孤僻的孟郊为何不缺朋友和建树

2023-12-02 22:30李翰
博览群书 2023年9期
关键词:孟郊东野韩愈

李翰

孟郊(751-814),字东野,湖州武康(今浙江德清)人,张籍私谥为“贞曜先生”。?其事迹可参考韩愈《贞曜先生墓志铭》、新、旧《唐书》本传、夏敬观《孟东野先生年谱》等。

孟郊有《孟东野诗集》(10卷)传世,存诗500余首,以短篇五古最多,代表诗作有《游子吟》《登科后》等。孟郊作诗勤苦,世称“苦吟诗人”,与贾岛齐名,人称贾岛为“诗奴”,称孟郊为“诗囚”,都有“苦吟”的意思。

孟郊少时隐居嵩山,曾两试进士不第。贞元十二年(796)才中进士,时年四十六。贞元十七年(801),至洛阳参加铨选,出任溧阳县尉。孟郊自视甚高,不与时俗为伍,诗云“终是君子才,还思君子识”(《衰松》)。然因抱负不能舒展,抑郁失志,遂放迹林泉间,以至多废公务,以至县令以假尉代之,分其半俸。孟郊于溧阳县尉任上不久便辞官,后因河南尹郑余庆之荐,任河南水陆转运从事、试协律郎等职,晚年生活多在洛阳度过。

● **条目**
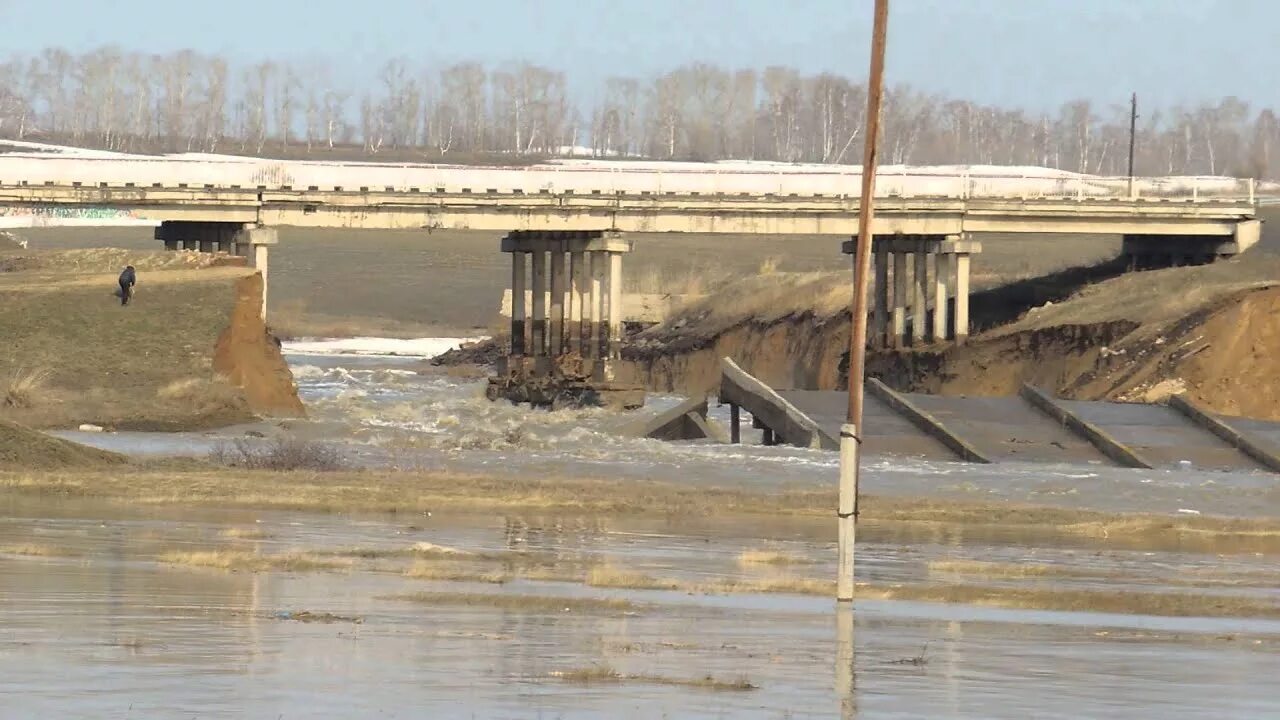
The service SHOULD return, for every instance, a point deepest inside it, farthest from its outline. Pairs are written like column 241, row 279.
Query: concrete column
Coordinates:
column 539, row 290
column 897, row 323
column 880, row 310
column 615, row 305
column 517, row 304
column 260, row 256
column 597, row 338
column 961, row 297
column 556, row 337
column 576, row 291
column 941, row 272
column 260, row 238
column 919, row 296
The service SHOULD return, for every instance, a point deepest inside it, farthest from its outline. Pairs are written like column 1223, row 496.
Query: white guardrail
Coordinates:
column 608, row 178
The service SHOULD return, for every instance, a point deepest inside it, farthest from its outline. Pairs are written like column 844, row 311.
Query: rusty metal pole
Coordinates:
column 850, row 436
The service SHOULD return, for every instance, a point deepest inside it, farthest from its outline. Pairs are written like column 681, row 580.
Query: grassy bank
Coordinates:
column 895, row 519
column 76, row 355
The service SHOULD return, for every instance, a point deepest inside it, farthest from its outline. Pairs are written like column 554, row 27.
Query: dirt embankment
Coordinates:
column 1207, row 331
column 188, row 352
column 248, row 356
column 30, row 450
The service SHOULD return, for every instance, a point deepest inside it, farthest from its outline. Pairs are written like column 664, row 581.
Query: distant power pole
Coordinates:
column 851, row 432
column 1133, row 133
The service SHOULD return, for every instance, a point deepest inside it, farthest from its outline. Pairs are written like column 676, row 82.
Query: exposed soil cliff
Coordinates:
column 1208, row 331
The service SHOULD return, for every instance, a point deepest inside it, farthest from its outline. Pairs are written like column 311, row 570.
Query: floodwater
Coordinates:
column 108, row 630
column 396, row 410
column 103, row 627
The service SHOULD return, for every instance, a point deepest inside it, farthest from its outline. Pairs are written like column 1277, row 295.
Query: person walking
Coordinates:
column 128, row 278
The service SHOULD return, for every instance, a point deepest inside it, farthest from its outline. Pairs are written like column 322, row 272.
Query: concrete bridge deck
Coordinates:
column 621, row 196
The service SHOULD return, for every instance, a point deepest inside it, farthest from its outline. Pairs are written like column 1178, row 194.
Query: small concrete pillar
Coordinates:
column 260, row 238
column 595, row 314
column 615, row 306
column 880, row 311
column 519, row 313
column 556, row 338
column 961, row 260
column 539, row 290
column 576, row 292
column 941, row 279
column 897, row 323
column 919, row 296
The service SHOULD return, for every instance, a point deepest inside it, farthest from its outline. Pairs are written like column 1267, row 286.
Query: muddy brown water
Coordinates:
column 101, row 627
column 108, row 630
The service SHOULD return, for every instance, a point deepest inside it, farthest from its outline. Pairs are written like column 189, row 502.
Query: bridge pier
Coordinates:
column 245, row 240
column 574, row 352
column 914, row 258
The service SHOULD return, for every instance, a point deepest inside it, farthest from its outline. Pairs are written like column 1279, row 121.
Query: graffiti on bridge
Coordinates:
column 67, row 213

● **题目**
根据原文,孟郊考中进士时多少岁?

● **参考答案**
四十六岁。